Your objective:
Render every line of the items below as a Markdown table with the columns "No." and "Line", skipping blank lines and leaving the pictures out.

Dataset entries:
★ ★ ★ ★

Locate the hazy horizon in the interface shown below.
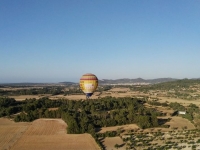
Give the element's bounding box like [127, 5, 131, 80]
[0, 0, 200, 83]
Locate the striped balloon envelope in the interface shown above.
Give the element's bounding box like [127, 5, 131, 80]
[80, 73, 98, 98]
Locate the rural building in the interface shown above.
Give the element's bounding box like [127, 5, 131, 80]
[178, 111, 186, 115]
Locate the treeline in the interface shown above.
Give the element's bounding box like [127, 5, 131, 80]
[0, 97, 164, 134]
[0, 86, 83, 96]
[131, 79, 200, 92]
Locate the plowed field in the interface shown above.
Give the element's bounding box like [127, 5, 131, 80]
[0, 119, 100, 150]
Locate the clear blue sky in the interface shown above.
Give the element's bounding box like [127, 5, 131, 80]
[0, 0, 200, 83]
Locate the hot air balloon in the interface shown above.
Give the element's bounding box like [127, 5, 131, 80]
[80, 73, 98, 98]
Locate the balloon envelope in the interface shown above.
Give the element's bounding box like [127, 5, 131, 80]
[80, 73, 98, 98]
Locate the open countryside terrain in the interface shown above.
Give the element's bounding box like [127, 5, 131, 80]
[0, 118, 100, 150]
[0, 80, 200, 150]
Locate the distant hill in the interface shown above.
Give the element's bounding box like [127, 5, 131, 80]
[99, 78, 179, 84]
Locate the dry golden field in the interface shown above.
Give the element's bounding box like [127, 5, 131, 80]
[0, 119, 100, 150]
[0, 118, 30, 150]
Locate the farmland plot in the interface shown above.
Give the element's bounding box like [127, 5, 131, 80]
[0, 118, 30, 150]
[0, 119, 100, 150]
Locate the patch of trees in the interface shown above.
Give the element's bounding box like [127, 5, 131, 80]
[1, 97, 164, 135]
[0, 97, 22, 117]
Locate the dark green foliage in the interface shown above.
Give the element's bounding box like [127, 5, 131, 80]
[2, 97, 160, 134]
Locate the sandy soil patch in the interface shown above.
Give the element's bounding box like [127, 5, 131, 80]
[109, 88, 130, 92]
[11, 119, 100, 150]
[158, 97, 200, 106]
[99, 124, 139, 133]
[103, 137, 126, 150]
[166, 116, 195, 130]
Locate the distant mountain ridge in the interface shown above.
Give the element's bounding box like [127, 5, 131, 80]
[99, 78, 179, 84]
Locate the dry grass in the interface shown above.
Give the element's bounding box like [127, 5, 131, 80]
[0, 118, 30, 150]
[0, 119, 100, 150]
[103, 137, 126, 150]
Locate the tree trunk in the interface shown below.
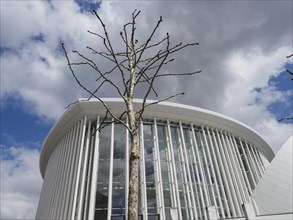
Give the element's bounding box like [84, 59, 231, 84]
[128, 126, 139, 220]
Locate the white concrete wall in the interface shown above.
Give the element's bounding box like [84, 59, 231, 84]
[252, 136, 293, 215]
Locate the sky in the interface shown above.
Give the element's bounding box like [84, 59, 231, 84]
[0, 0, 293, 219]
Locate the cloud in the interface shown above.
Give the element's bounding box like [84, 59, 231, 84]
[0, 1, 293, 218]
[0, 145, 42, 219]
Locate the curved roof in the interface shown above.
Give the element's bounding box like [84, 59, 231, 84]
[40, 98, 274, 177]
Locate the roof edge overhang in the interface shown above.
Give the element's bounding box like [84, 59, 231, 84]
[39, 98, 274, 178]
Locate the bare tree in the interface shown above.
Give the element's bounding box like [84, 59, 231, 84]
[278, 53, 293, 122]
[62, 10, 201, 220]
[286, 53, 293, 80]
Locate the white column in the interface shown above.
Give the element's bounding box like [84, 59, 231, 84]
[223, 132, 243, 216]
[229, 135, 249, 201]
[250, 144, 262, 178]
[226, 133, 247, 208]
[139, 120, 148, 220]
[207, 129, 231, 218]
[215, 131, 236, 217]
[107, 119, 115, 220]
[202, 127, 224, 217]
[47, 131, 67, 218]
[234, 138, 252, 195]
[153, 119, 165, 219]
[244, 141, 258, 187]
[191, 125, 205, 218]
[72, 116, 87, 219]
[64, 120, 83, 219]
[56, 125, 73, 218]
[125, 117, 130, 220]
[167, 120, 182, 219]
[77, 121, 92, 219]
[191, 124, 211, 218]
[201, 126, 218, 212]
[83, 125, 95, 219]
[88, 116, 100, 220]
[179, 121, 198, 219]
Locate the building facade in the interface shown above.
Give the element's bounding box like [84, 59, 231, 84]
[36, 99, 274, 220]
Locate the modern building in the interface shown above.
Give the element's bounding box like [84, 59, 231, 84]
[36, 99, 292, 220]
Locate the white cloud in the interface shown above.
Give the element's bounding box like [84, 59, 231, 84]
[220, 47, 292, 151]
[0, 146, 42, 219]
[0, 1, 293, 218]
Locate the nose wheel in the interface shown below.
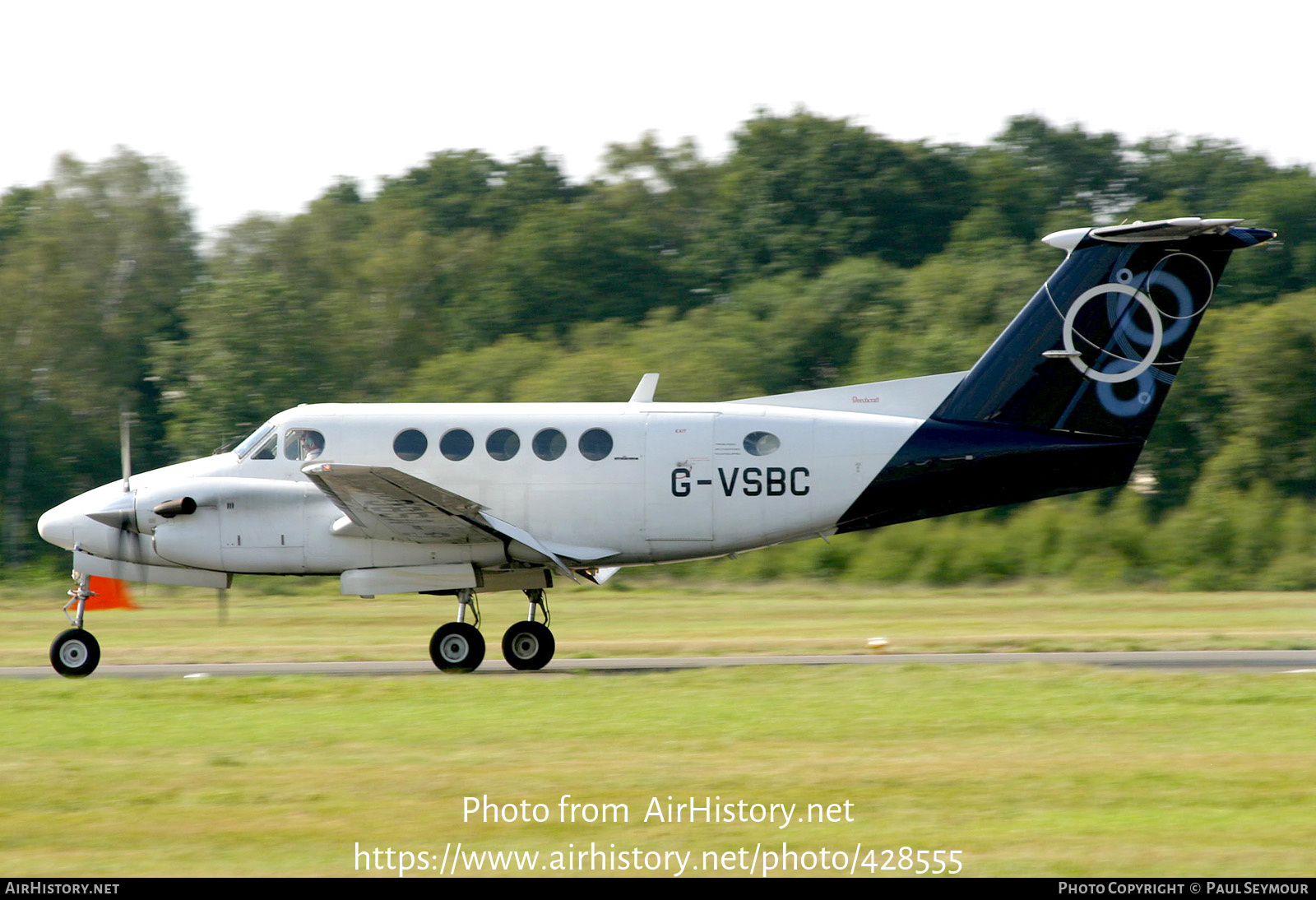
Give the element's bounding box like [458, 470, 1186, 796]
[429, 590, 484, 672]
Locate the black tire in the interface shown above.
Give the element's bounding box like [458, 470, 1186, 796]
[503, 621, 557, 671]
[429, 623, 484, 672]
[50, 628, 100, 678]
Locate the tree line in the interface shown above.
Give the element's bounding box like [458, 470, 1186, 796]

★ ★ ★ ★

Correct result:
| No. | Line |
|---|---|
| 1 | Locate the hazy horizon in the interface shown below. |
| 2 | Give the element's bounding box like [127, 5, 131, 80] |
| 3 | [0, 0, 200, 83] |
| 4 | Locate the striped balloon envelope in the interface shown above. |
| 5 | Give the element's bounding box like [127, 5, 131, 80] |
| 6 | [80, 73, 98, 98] |
| 7 | Locate the rural building in the interface shown above. |
| 8 | Give the element's bounding box like [127, 5, 131, 80] |
| 9 | [178, 111, 186, 115] |
| 10 | Locate the treeline in the interface shown above. |
| 11 | Give the element's bounding box like [127, 5, 131, 80] |
| 12 | [0, 97, 164, 134] |
| 13 | [0, 86, 83, 96] |
| 14 | [131, 79, 200, 92] |
| 15 | Locate the plowed field in the interface shown above. |
| 16 | Give the element's bounding box like [127, 5, 131, 80] |
| 17 | [0, 119, 100, 150] |
| 18 | Locate the clear blue sky in the interface shown above. |
| 19 | Give the element's bounding box like [127, 5, 131, 80] |
| 20 | [0, 0, 200, 83] |
| 21 | Locate the hot air balloon in the interface shown above. |
| 22 | Give the element's bounding box like [127, 5, 131, 80] |
| 23 | [80, 73, 98, 98] |
| 24 | Locate the balloon envelope in the interface shown above. |
| 25 | Give the element's bounding box like [127, 5, 131, 80] |
| 26 | [80, 73, 98, 98] |
| 27 | Locate the open countryside terrain in the interface shown above. |
| 28 | Give the element's bounding box like [127, 5, 131, 80] |
| 29 | [0, 118, 100, 150] |
| 30 | [0, 80, 200, 150] |
| 31 | Locate the distant hill in the interface shown above. |
| 32 | Give the element's bounding box like [127, 5, 131, 80] |
| 33 | [99, 78, 179, 84] |
| 34 | Locate the dry golden field in the interface shown above. |
| 35 | Give the element's bounding box like [127, 5, 131, 80] |
| 36 | [0, 119, 100, 150] |
| 37 | [0, 118, 30, 150] |
| 38 | Locate the farmland plot in the interface shown above. |
| 39 | Give the element's bounding box like [127, 5, 131, 80] |
| 40 | [0, 118, 30, 150] |
| 41 | [0, 119, 100, 150] |
| 42 | Locate the patch of trees in the interface shown above. |
| 43 | Give the element's bounding box like [127, 5, 131, 80] |
| 44 | [1, 97, 164, 135] |
| 45 | [0, 97, 22, 117] |
| 46 | Locate the dark green foliage in the interface shown above. |
| 47 | Give the element's bounding box like [127, 5, 131, 80] |
| 48 | [2, 97, 160, 134] |
| 49 | Locate the sandy soil patch in the interface shown above. |
| 50 | Give the element's bounding box like [127, 5, 131, 80] |
| 51 | [109, 88, 130, 92] |
| 52 | [11, 119, 100, 150] |
| 53 | [158, 97, 200, 106] |
| 54 | [99, 124, 139, 133] |
| 55 | [103, 137, 126, 150] |
| 56 | [166, 116, 195, 130] |
| 57 | Locate the distant mountain ridge in the interface shown above. |
| 58 | Give the element's bounding box like [127, 5, 131, 80] |
| 59 | [99, 78, 179, 84] |
| 60 | Locate the dry grass in the interface shown above. |
| 61 | Give the element's bounding box like [127, 5, 131, 80] |
| 62 | [0, 118, 30, 150] |
| 63 | [0, 119, 100, 150] |
| 64 | [103, 137, 126, 150] |
| 65 | Locate the tree trunk in the interface shown below. |
| 66 | Give the element's bounding box like [84, 59, 231, 84] |
| 67 | [128, 126, 139, 220] |
| 68 | Locate the white concrete wall in the interface shown above. |
| 69 | Give the element's bounding box like [84, 59, 231, 84] |
| 70 | [252, 136, 293, 215] |
| 71 | Locate the sky in the interface shown above. |
| 72 | Give the element's bounding box like [84, 59, 231, 84] |
| 73 | [0, 0, 293, 219] |
| 74 | Locate the cloud in the interface shown above. |
| 75 | Give the element's bounding box like [84, 59, 231, 84] |
| 76 | [0, 1, 293, 218] |
| 77 | [0, 145, 42, 219] |
| 78 | Locate the curved roof in the interface shown above. |
| 79 | Give the element's bounding box like [84, 59, 231, 84] |
| 80 | [40, 98, 274, 177] |
| 81 | Locate the roof edge overhang in the interface shown above. |
| 82 | Give the element's bounding box like [84, 59, 231, 84] |
| 83 | [39, 98, 274, 178] |
| 84 | Locate the bare tree in the interface shown above. |
| 85 | Give the element's bounding box like [84, 59, 231, 84] |
| 86 | [278, 53, 293, 122] |
| 87 | [62, 10, 201, 220] |
| 88 | [286, 53, 293, 80] |
| 89 | Locate the white column in the interface shown above. |
| 90 | Give the element's bounding box like [84, 59, 231, 84] |
| 91 | [223, 132, 243, 216] |
| 92 | [229, 135, 249, 201] |
| 93 | [250, 144, 262, 178] |
| 94 | [226, 133, 247, 208] |
| 95 | [139, 120, 148, 220] |
| 96 | [207, 129, 231, 218] |
| 97 | [215, 131, 236, 217] |
| 98 | [107, 119, 115, 220] |
| 99 | [202, 127, 224, 217] |
| 100 | [47, 131, 67, 218] |
| 101 | [234, 138, 252, 195] |
| 102 | [153, 119, 165, 219] |
| 103 | [244, 141, 258, 187] |
| 104 | [191, 125, 205, 218] |
| 105 | [72, 116, 87, 219] |
| 106 | [64, 120, 83, 219] |
| 107 | [56, 125, 73, 218] |
| 108 | [125, 117, 130, 220] |
| 109 | [167, 120, 182, 219] |
| 110 | [77, 121, 92, 219] |
| 111 | [191, 124, 211, 218] |
| 112 | [201, 126, 218, 212] |
| 113 | [83, 125, 95, 219] |
| 114 | [88, 116, 100, 220] |
| 115 | [179, 121, 198, 219] |
| 116 | Locate the building facade in the interface shown above. |
| 117 | Give the element's bounding box like [84, 59, 231, 84] |
| 118 | [36, 99, 274, 220] |
| 119 | Locate the modern building in the interface shown above. |
| 120 | Give the element's bounding box like [84, 59, 231, 84] |
| 121 | [36, 99, 292, 220] |
| 122 | Locate the white cloud in the interface shown above. |
| 123 | Give the element's bounding box like [84, 59, 231, 84] |
| 124 | [220, 47, 292, 151] |
| 125 | [0, 146, 42, 219] |
| 126 | [0, 1, 293, 218] |
| 127 | Locate the nose wheel in the interface shown below. |
| 128 | Give the element's bounding box like [458, 470, 1186, 796] |
| 129 | [429, 590, 484, 672] |
| 130 | Locate the black tire in the interface shown above. |
| 131 | Give the element's bounding box like [458, 470, 1186, 796] |
| 132 | [503, 621, 557, 671] |
| 133 | [429, 623, 484, 672] |
| 134 | [50, 628, 100, 678] |
| 135 | Locate the tree line in the interface shown above. |
| 136 | Give the element's bounding box like [458, 470, 1186, 796] |